■ Segmentation mask data:
-*-*-

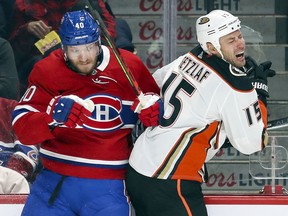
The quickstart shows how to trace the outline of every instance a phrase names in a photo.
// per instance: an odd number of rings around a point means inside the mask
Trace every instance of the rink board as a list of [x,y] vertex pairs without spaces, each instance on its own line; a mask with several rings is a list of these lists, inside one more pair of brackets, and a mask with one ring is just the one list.
[[[0,195],[0,212],[5,216],[20,216],[26,195]],[[206,195],[208,214],[213,216],[285,216],[287,195]]]

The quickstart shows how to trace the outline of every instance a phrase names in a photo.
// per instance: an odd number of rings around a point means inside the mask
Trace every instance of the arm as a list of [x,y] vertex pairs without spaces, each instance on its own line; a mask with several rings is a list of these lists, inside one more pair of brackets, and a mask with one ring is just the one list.
[[15,6],[11,33],[9,35],[9,41],[13,47],[17,64],[18,60],[27,56],[27,53],[33,52],[34,43],[37,41],[37,37],[27,30],[28,22],[32,20],[28,20],[22,10],[24,9],[19,9]]
[[[36,86],[31,86],[28,91],[33,91],[34,88]],[[36,89],[36,93],[32,95],[32,101],[20,102],[12,113],[12,125],[21,143],[35,145],[54,138],[49,128],[49,124],[51,123],[49,115],[43,110],[33,108],[29,104],[29,102],[36,103],[37,98],[40,96],[40,89]]]
[[268,77],[273,77],[276,72],[270,69],[272,62],[266,61],[257,65],[255,60],[250,56],[246,57],[246,67],[248,68],[247,77],[254,86],[262,112],[263,122],[267,127],[267,98],[269,97]]
[[[17,65],[27,58],[27,53],[29,55],[38,53],[34,45],[35,42],[44,38],[51,31],[52,27],[46,24],[49,21],[53,21],[50,17],[57,17],[57,14],[51,14],[51,12],[44,13],[47,9],[43,8],[41,4],[37,5],[39,8],[35,8],[34,4],[22,1],[16,1],[15,3],[13,25],[11,25],[9,40],[15,53]],[[36,13],[35,11],[38,12]],[[57,23],[57,26],[59,25],[58,22],[53,21],[53,25],[55,23]]]
[[[262,132],[262,149],[267,145],[267,97],[269,97],[267,77],[273,77],[276,72],[270,69],[272,63],[266,61],[258,65],[250,56],[246,57],[247,79],[254,86],[258,96],[258,112],[261,114],[261,119],[264,124]],[[231,146],[229,139],[225,140],[223,148]]]
[[59,93],[54,90],[54,82],[48,74],[41,64],[34,66],[29,76],[29,88],[12,113],[13,128],[21,143],[34,145],[54,138],[46,109],[49,101]]
[[219,101],[218,106],[222,110],[223,129],[231,145],[243,154],[262,150],[267,144],[264,142],[266,128],[256,92],[226,92],[224,102]]
[[15,133],[20,142],[27,145],[54,139],[56,126],[82,126],[83,119],[90,116],[94,108],[76,95],[61,95],[55,73],[51,75],[54,69],[47,70],[45,65],[42,61],[34,66],[30,86],[13,111]]

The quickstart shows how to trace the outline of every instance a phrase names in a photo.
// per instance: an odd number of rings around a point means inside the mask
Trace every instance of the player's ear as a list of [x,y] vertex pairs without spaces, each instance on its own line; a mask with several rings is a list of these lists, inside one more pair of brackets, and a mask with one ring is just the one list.
[[207,42],[207,49],[208,49],[209,53],[211,53],[213,55],[216,55],[218,53],[217,49],[210,42]]

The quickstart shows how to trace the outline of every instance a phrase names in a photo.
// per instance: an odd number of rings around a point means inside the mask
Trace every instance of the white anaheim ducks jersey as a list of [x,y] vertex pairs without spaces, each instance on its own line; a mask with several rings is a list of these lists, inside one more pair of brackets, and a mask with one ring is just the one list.
[[138,173],[202,182],[204,162],[226,137],[244,154],[262,149],[264,123],[251,82],[217,57],[198,56],[201,51],[195,48],[154,73],[164,116],[134,145],[129,163]]

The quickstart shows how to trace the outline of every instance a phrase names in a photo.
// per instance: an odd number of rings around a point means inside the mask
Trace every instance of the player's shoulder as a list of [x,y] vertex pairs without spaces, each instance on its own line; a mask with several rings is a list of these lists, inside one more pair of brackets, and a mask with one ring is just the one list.
[[231,88],[236,91],[250,92],[253,90],[251,81],[247,78],[246,74],[243,74],[238,69],[235,70],[229,65],[229,71],[219,71],[220,77],[226,82]]
[[215,76],[218,76],[228,87],[238,91],[251,91],[253,89],[251,81],[249,81],[241,69],[233,67],[217,56],[208,55],[200,45],[193,48],[189,54],[206,65],[207,69],[211,70]]
[[31,76],[41,76],[42,78],[60,75],[61,68],[66,67],[63,53],[60,49],[50,53],[47,57],[35,63]]
[[44,89],[58,90],[72,85],[71,70],[67,67],[61,50],[55,50],[49,56],[38,61],[29,75],[31,85]]
[[236,91],[251,91],[253,86],[247,79],[246,74],[231,64],[223,61],[216,56],[203,56],[201,59],[211,71],[228,87]]

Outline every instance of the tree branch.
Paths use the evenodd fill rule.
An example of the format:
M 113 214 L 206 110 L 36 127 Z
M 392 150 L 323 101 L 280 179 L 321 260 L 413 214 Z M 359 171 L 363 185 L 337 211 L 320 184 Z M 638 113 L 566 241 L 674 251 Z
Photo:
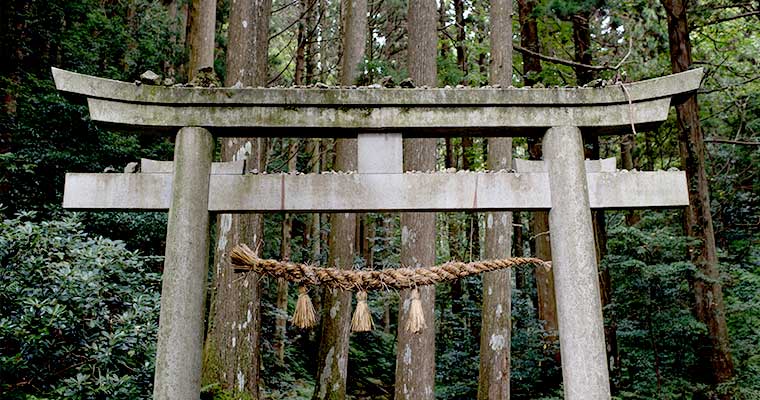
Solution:
M 747 140 L 733 140 L 724 138 L 705 138 L 705 143 L 725 143 L 725 144 L 738 144 L 741 146 L 760 146 L 760 142 L 751 142 Z
M 584 68 L 584 69 L 593 70 L 593 71 L 606 71 L 606 70 L 613 69 L 612 67 L 606 66 L 606 65 L 587 65 L 587 64 L 582 64 L 575 61 L 565 60 L 563 58 L 547 56 L 541 53 L 537 53 L 533 50 L 528 50 L 518 44 L 513 44 L 512 48 L 519 51 L 520 53 L 527 54 L 532 57 L 537 57 L 537 58 L 540 58 L 541 60 L 552 62 L 555 64 L 567 65 L 568 67 Z
M 741 13 L 741 14 L 732 15 L 730 17 L 718 18 L 718 19 L 715 19 L 715 20 L 712 20 L 712 21 L 707 21 L 703 25 L 695 26 L 692 29 L 701 29 L 701 28 L 704 28 L 704 27 L 707 27 L 707 26 L 710 26 L 710 25 L 722 24 L 724 22 L 733 21 L 735 19 L 740 19 L 740 18 L 751 17 L 753 15 L 760 15 L 760 10 L 749 11 L 749 12 L 745 12 L 745 13 Z
M 745 81 L 739 82 L 739 83 L 735 83 L 733 85 L 721 86 L 721 87 L 714 88 L 714 89 L 700 89 L 700 90 L 697 91 L 697 93 L 699 93 L 699 94 L 710 94 L 710 93 L 715 93 L 715 92 L 722 92 L 724 90 L 729 90 L 729 89 L 737 88 L 737 87 L 740 87 L 740 86 L 744 86 L 744 85 L 746 85 L 748 83 L 751 83 L 751 82 L 754 82 L 754 81 L 756 81 L 758 79 L 760 79 L 760 75 L 758 75 L 758 76 L 756 76 L 754 78 L 747 79 Z

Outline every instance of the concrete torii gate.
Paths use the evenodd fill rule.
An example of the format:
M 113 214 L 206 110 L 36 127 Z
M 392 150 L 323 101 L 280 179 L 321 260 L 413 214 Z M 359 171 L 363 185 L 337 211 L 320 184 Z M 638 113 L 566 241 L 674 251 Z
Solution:
M 198 398 L 210 212 L 549 210 L 566 399 L 609 399 L 591 208 L 688 205 L 681 171 L 585 161 L 581 131 L 664 121 L 702 70 L 604 88 L 229 89 L 135 85 L 53 68 L 93 121 L 176 133 L 174 162 L 141 173 L 67 174 L 64 207 L 169 210 L 156 399 Z M 398 132 L 403 132 L 402 134 Z M 358 173 L 247 174 L 212 163 L 214 136 L 358 137 Z M 520 173 L 403 173 L 402 137 L 543 135 Z M 614 164 L 613 164 L 614 165 Z M 509 284 L 505 282 L 504 284 Z

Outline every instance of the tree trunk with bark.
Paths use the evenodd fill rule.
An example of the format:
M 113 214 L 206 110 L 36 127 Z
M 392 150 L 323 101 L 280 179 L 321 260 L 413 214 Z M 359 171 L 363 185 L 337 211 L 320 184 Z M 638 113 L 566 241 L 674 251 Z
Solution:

-*-*-

■ REQUIRED ACTION: Based on the entries above, please count how many lines contain the string "tree", and reply with the figure only.

■ EXPECTED ANSWER: 2